Excerpt

- Opening Delimiter -

First pill for dengue shows promise in human challenge trial
The positive early data supports ongoing Phase II trials of the pill to prevent the four different types of dengue in a real world-setting.
“It is the first ever to show antiviral activity against dengue,” Marnix Van Loock, who oversees emerging pathogens research for J&J’s Janssen division, said of the drug.
In human challenge trials, researchers intentionally expose healthy volunteers to a pathogen to test a vaccine or treatment, or better understand the disease they cause.
Dengue fever, while often asymptomatic, is also known as “break bone fever” for the severity of the joint pain and spasms that some patients experience. It has long been a scourge across much of Asia and Latin America, causing millions of infections each year and tens of thousands of deaths, and is likely to spread further as climate change makes more areas hospitable for the mosquitoes that spread it, the World Health Organization’s chief scientist Jeremy Farrar said earlier this month.

- Closing Delimiter -

Data extract
- Opening Delimiter -

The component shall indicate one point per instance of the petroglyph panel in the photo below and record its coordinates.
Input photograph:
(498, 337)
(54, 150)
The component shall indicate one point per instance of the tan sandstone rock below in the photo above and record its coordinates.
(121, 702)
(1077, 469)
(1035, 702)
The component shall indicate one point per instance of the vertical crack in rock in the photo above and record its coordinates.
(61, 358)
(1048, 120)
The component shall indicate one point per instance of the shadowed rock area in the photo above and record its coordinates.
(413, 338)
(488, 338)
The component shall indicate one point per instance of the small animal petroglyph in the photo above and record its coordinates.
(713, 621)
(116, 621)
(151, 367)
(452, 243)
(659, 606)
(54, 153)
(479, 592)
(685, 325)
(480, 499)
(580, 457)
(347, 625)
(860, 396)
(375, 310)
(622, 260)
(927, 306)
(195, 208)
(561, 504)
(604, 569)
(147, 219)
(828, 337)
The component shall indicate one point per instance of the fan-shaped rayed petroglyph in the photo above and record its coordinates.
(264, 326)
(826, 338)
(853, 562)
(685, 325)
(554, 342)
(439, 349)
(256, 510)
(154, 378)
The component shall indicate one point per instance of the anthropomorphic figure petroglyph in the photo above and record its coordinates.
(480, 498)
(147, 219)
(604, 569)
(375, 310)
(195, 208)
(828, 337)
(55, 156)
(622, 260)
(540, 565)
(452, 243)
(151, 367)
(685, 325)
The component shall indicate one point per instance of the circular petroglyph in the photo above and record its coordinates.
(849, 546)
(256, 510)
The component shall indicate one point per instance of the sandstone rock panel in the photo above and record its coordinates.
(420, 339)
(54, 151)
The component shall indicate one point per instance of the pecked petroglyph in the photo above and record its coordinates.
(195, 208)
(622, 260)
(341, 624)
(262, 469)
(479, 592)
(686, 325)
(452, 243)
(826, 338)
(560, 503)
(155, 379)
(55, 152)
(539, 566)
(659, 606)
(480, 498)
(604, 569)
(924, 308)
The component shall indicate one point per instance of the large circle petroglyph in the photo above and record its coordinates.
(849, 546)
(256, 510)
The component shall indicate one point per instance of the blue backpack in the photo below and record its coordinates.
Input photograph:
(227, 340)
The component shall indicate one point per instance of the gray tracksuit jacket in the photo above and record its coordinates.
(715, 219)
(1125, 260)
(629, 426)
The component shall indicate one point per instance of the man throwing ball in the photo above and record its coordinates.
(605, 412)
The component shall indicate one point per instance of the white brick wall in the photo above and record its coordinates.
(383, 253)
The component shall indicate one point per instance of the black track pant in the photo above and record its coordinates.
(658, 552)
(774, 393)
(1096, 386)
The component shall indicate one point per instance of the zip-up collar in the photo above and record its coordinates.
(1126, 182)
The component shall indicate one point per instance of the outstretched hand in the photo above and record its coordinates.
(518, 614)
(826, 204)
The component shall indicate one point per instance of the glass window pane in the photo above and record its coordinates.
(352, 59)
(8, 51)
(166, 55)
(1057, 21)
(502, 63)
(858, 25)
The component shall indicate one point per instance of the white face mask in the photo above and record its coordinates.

- Closing Delimiter -

Complete the following
#1 Using the dengue pill article, decide whether each statement agrees with it: (a) Human challenge trials expose sick volunteers to a pathogen. (b) Dengue fever is also called "break bone fever." (c) The Phase II trials of the pill have already finished. Answer yes or no for each, and quote the deciding words from the article.
#2 Go on with the dengue pill article, starting after its last sentence.
The material plays no part in what follows.

Answers given
#1
(a) No: "researchers intentionally expose healthy volunteers to a pathogen"
(b) Yes: "is also known as “break bone fever”"
(c) No: "supports ongoing Phase II trials of the pill"

#2
In the trial done with Johns Hopkins Bloomberg School of Public Health, 10 volunteers were given a high dose of the J&J pill five days before being injected with a type of dengue. They continued to take the pill for 21 days afterwards.
Six of the 10 showed no detectable dengue virus in their blood after being exposed to the pathogen, as well as no signs that their immune system had responded to infection by the virus over 85 days of monitoring.
The five people in a placebo group, who were also injected with dengue, all showed detectable virus when tested. Trial participants received standard care from medical professionals where necessary, and the virus used was a weakened version to minimise symptoms.